[Excerpted passage Boundary: Start]
Low Pay Commission reports worrying statistics of underpayment of wages

Almost one in four British workers on the government’s national living wage are paid less than they should be, according to official figures, with more women than men hit by underpayments. The figures revealed by the government’s Low Pay Commission showed that 369,000 workers – representing about 23% of all of those over the age of 25 who are covered by the national living wage – were paid less than that amount this year. This showed that the number of people affected by underpayment rose from about 339,000 a year ago.

The living wage is independently calculated, voluntary and based on the cost of living. There are two rates, to recognise the higher cost of living in London. These are:

London living wage: £10.20 per hour

UK living wage: £8.75 The national living wage is a statutory minimum all employers must pay staff aged over 25.

National living wage (formerly the minimum wage): £7.83 (other minimum rates of pay apply to workers under the age of 25).
[Excerpted passage Boundary: End]
[Records Boundary: Start]
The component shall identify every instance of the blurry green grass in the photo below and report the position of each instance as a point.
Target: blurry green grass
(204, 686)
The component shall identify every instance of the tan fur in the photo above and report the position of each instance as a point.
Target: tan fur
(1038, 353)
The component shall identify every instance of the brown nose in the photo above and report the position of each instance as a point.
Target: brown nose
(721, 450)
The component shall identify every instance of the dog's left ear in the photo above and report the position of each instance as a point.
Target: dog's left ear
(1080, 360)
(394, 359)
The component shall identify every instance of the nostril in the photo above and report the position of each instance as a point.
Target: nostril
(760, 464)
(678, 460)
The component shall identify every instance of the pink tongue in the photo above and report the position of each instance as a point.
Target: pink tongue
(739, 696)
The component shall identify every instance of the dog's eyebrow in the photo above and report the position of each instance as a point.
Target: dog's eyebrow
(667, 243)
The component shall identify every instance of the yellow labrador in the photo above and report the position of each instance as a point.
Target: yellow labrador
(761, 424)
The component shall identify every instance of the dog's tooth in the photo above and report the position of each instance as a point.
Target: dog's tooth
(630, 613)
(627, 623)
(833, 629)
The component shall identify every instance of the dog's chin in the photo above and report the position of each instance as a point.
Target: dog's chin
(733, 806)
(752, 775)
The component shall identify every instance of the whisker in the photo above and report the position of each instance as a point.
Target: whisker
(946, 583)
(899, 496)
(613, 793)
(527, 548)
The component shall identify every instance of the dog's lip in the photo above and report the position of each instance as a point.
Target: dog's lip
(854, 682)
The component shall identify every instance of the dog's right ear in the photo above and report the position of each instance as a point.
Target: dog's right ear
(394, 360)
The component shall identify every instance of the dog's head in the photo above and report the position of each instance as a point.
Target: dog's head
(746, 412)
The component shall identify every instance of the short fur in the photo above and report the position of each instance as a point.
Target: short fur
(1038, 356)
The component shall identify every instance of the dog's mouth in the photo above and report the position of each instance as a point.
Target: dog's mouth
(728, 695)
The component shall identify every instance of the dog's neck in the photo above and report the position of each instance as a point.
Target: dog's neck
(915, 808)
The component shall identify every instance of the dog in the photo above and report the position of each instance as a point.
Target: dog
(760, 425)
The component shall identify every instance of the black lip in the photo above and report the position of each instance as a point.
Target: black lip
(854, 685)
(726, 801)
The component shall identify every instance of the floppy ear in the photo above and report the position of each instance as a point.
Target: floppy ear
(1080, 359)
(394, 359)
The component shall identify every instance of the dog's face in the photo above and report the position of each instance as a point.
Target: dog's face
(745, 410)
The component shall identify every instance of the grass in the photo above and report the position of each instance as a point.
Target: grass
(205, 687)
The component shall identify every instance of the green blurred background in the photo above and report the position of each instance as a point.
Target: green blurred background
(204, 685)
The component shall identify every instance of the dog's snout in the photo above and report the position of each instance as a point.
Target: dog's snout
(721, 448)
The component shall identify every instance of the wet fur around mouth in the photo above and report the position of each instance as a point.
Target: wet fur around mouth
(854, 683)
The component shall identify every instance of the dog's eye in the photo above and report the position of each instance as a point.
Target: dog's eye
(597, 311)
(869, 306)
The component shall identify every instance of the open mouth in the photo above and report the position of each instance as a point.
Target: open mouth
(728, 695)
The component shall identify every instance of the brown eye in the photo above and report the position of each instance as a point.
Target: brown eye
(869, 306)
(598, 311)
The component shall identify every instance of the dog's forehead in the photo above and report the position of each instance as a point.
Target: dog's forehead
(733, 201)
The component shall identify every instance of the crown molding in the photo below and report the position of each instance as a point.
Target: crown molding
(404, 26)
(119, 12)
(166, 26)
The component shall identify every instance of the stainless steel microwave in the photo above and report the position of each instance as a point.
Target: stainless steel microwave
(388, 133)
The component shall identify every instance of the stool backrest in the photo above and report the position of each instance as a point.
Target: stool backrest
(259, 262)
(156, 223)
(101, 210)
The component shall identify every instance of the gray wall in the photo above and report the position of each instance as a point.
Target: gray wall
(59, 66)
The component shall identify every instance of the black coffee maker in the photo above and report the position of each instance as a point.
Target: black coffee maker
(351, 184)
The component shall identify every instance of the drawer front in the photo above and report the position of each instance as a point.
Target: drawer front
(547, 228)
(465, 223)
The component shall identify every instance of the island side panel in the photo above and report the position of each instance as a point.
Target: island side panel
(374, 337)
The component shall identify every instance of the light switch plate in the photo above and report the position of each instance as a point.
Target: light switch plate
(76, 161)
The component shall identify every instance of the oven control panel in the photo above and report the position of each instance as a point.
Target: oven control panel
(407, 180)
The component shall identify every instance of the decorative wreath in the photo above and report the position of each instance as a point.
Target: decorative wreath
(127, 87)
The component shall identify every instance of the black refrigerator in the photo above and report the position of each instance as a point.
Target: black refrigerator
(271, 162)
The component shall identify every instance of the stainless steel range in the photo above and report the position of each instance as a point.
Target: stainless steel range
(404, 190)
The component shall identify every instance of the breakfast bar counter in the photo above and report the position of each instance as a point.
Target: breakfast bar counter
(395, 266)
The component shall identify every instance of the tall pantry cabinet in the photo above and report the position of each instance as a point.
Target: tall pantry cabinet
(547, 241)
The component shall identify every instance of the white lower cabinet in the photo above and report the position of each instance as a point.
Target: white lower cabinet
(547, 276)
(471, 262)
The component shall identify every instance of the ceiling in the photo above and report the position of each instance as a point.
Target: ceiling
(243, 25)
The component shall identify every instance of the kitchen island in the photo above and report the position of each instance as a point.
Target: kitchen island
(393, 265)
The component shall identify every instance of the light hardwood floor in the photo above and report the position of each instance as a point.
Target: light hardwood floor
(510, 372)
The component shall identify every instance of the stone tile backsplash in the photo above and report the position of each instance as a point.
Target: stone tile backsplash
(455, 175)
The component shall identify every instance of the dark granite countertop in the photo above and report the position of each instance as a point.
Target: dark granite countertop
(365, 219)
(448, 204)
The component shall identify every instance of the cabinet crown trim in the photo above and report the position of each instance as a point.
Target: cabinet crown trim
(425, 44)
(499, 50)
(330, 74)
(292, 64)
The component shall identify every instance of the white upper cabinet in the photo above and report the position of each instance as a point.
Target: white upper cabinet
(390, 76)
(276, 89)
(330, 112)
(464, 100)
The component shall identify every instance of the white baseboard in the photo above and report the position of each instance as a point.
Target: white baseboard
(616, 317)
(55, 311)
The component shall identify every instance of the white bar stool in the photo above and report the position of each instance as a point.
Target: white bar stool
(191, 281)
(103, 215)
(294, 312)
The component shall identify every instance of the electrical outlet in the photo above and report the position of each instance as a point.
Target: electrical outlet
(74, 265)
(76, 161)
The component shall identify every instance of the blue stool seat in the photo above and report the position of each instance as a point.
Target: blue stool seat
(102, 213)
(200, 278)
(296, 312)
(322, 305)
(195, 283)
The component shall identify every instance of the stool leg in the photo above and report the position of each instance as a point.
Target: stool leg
[Records Boundary: End]
__What you need to do__:
In the article on underpayment of wages, how many workers covered by the national living wage were paid less than that amount this year?

__Finished task__:
369,000 workers, about 23% of those over 25 covered by the national living wage.